### About this exercise
The required result is every line of the records that includes "below".

### Region pointing data
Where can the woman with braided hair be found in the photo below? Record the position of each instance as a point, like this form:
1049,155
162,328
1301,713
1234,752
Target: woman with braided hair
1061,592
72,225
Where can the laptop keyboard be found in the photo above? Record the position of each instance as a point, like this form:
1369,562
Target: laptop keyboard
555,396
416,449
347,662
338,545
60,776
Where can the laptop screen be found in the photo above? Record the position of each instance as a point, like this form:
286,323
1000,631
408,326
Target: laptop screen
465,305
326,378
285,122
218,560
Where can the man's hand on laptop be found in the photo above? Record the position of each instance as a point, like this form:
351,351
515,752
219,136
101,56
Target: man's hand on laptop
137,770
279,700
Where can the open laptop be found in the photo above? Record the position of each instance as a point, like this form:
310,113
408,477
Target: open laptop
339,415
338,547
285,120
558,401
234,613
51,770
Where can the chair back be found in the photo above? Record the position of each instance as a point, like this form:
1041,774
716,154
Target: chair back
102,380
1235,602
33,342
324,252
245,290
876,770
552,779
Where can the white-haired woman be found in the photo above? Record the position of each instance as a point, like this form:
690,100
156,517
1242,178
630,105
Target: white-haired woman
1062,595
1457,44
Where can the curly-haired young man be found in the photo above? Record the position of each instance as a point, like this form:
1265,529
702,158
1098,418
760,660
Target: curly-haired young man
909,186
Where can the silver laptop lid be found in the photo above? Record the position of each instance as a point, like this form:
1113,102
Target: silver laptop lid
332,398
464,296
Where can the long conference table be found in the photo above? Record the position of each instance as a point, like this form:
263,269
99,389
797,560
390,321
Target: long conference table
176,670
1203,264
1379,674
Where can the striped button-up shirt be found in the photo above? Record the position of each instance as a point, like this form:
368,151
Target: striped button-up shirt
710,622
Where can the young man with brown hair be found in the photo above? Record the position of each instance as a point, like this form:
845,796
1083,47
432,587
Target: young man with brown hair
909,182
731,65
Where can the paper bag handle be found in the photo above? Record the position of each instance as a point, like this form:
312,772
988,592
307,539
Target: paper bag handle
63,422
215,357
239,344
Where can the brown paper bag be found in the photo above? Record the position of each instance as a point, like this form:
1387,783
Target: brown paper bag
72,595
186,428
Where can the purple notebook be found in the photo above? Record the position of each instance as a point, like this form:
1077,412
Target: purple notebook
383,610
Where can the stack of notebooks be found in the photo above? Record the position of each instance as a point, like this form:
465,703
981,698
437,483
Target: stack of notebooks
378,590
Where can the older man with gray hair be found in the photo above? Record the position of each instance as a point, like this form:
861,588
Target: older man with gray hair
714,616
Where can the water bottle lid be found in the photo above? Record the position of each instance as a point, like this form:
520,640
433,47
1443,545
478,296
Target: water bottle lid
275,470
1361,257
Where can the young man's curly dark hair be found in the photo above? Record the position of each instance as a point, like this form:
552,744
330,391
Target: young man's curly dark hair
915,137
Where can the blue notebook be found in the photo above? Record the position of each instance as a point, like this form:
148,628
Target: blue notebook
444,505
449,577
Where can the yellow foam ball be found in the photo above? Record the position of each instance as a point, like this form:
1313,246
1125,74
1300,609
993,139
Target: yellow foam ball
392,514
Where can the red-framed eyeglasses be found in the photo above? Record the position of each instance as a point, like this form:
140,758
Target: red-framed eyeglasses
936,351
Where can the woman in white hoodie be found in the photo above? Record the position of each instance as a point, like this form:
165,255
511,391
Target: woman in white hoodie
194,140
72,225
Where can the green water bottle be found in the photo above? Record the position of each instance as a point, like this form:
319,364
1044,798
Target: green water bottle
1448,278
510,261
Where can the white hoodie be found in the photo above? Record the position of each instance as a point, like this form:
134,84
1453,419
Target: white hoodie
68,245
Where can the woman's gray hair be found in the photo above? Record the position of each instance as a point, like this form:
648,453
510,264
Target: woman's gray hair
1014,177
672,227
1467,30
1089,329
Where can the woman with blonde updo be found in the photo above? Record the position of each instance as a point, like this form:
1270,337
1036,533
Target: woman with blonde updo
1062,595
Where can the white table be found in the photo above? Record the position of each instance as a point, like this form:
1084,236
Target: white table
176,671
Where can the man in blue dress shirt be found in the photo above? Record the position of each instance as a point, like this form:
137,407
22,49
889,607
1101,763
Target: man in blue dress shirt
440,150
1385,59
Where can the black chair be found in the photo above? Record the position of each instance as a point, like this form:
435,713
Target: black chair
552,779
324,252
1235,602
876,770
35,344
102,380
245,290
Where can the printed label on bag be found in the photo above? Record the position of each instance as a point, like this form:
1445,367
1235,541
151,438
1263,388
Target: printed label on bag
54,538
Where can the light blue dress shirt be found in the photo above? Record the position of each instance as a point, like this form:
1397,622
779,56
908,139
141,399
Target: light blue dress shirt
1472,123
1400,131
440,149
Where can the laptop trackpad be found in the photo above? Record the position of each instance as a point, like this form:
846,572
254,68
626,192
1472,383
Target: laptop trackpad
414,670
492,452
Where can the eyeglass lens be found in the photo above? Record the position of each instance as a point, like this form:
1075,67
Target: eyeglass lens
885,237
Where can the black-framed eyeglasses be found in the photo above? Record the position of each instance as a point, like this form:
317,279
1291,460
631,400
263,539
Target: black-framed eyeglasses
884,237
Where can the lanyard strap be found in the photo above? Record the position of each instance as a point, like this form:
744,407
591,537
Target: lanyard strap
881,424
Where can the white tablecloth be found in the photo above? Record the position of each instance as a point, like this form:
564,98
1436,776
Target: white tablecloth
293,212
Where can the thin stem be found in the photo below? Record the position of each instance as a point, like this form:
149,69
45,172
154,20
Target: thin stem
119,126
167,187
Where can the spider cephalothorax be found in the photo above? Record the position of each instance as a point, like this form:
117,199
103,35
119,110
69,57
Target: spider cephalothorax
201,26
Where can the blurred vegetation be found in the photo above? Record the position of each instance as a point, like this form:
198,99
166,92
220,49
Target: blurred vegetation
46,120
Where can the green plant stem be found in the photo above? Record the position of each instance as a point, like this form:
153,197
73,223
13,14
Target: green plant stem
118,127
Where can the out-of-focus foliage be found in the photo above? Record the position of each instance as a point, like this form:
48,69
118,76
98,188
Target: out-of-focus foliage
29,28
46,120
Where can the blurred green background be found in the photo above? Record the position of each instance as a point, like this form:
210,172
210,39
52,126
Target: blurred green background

### Written solution
Where can the woman with braided hair be found in the photo below? Record the position of each instance as a point, like this form:
Where can the thin stem be found in the photo below? Record the position of each instance as a point, like this form:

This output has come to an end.